Object outline annotations:

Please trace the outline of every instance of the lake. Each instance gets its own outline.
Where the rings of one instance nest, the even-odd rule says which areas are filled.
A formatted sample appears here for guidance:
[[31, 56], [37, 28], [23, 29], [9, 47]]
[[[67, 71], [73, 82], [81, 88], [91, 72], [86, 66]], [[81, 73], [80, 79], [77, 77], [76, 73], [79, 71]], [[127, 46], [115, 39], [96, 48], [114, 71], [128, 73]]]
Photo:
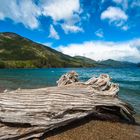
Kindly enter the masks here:
[[[140, 118], [140, 68], [49, 68], [49, 69], [0, 69], [0, 88], [40, 88], [55, 86], [59, 77], [71, 70], [81, 81], [107, 73], [120, 85], [119, 97], [133, 105]], [[140, 120], [140, 119], [139, 119]]]

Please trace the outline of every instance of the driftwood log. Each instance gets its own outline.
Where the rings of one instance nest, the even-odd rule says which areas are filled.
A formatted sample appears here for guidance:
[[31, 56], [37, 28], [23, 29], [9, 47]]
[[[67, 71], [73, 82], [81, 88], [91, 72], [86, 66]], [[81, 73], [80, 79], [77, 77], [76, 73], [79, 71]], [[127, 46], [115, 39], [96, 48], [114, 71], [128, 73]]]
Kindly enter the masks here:
[[134, 123], [133, 108], [117, 97], [119, 86], [110, 80], [103, 74], [78, 82], [70, 72], [57, 87], [0, 93], [0, 140], [39, 138], [88, 115]]

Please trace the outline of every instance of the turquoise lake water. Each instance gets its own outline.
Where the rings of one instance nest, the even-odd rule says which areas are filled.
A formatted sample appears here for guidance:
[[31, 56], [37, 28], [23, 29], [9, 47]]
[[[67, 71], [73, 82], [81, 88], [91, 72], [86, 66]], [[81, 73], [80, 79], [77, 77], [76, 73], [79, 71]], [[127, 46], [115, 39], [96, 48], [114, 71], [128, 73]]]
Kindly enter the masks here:
[[50, 68], [50, 69], [0, 69], [0, 88], [40, 88], [55, 86], [59, 77], [71, 70], [81, 81], [93, 75], [107, 73], [120, 85], [119, 96], [133, 105], [140, 118], [140, 68]]

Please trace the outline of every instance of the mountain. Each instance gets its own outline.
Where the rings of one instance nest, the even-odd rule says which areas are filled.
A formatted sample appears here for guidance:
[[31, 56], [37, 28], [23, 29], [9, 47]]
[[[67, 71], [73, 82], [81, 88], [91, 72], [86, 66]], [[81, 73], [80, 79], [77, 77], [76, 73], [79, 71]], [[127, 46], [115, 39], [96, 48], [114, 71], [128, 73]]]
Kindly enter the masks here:
[[0, 68], [94, 67], [15, 33], [0, 33]]
[[71, 57], [18, 34], [0, 33], [0, 68], [128, 67], [133, 63]]
[[105, 67], [136, 67], [137, 64], [126, 62], [126, 61], [116, 61], [112, 59], [104, 60], [104, 61], [98, 61], [99, 64], [105, 66]]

* _STATED PROBLEM_:
Write out every line above exactly as it is, leaving out the pictures.

* _SOLUTION TO THIS PROBLEM_:
Please trace the outline of every instance of the lake. Each instance gets its own outline.
Where the rings of one instance nest, the even-odd rule says which areas are filled.
A formatted sample appears here for guidance:
[[31, 56], [37, 28], [23, 29], [9, 47]]
[[[67, 71], [73, 82], [81, 88], [91, 72], [86, 66]], [[81, 73], [80, 79], [77, 77], [76, 73], [79, 71]], [[127, 46], [115, 39], [96, 48], [114, 71], [128, 73]]]
Photo:
Kindly enter the masks here:
[[[140, 118], [140, 68], [49, 68], [49, 69], [0, 69], [0, 88], [40, 88], [55, 86], [59, 77], [71, 70], [81, 81], [107, 73], [120, 85], [119, 97], [133, 105]], [[140, 120], [140, 119], [139, 119]]]

Please trace the outline of every instance of the driftwood log. Each instance gets its own outline.
Where the rings of one instance nest, the even-odd rule says which areas are filled.
A formatted sample appears here for guidance:
[[31, 56], [37, 28], [23, 29], [9, 47]]
[[[67, 71], [73, 82], [81, 88], [91, 72], [86, 66]], [[81, 73], [80, 79], [77, 77], [76, 73], [79, 71]], [[127, 46], [115, 39], [96, 48], [114, 71], [128, 73]]]
Kindly enter the masks here:
[[134, 123], [133, 108], [117, 97], [119, 86], [110, 80], [103, 74], [78, 82], [70, 72], [57, 87], [0, 93], [0, 140], [39, 138], [88, 115]]

Please trace the outline of every instance of the turquoise lake water. Each instance gets its own outline.
Where the rings of one instance nest, the even-odd rule says which areas are filled.
A formatted sample appears here for guidance:
[[31, 56], [37, 28], [23, 29], [9, 47]]
[[[67, 71], [73, 82], [81, 88], [91, 72], [86, 66]], [[81, 73], [80, 79], [77, 77], [76, 73], [79, 71]], [[127, 46], [115, 39], [96, 48], [114, 71], [128, 73]]]
Kindly enter the masks here:
[[50, 68], [50, 69], [0, 69], [0, 88], [40, 88], [55, 86], [59, 77], [71, 70], [81, 81], [93, 75], [107, 73], [120, 85], [119, 96], [133, 105], [140, 118], [140, 68]]

Please trace the outline of every instance of the mountain. Each instance gets its own outline.
Where the rings of one instance nest, the even-odd rule says which areas are filled.
A formatted sample appears here for guidance:
[[31, 56], [37, 28], [23, 29], [9, 47]]
[[[67, 71], [73, 82], [81, 88], [91, 72], [86, 66]], [[81, 73], [80, 79], [77, 77], [76, 73], [79, 71]], [[127, 46], [115, 39], [96, 48], [114, 71], [128, 73]]]
Kindly enter the masks here:
[[0, 68], [94, 67], [15, 33], [0, 33]]
[[71, 57], [18, 34], [0, 33], [0, 68], [128, 67], [133, 63]]
[[105, 67], [136, 67], [137, 64], [126, 62], [126, 61], [116, 61], [112, 59], [104, 60], [104, 61], [98, 61], [99, 64], [105, 66]]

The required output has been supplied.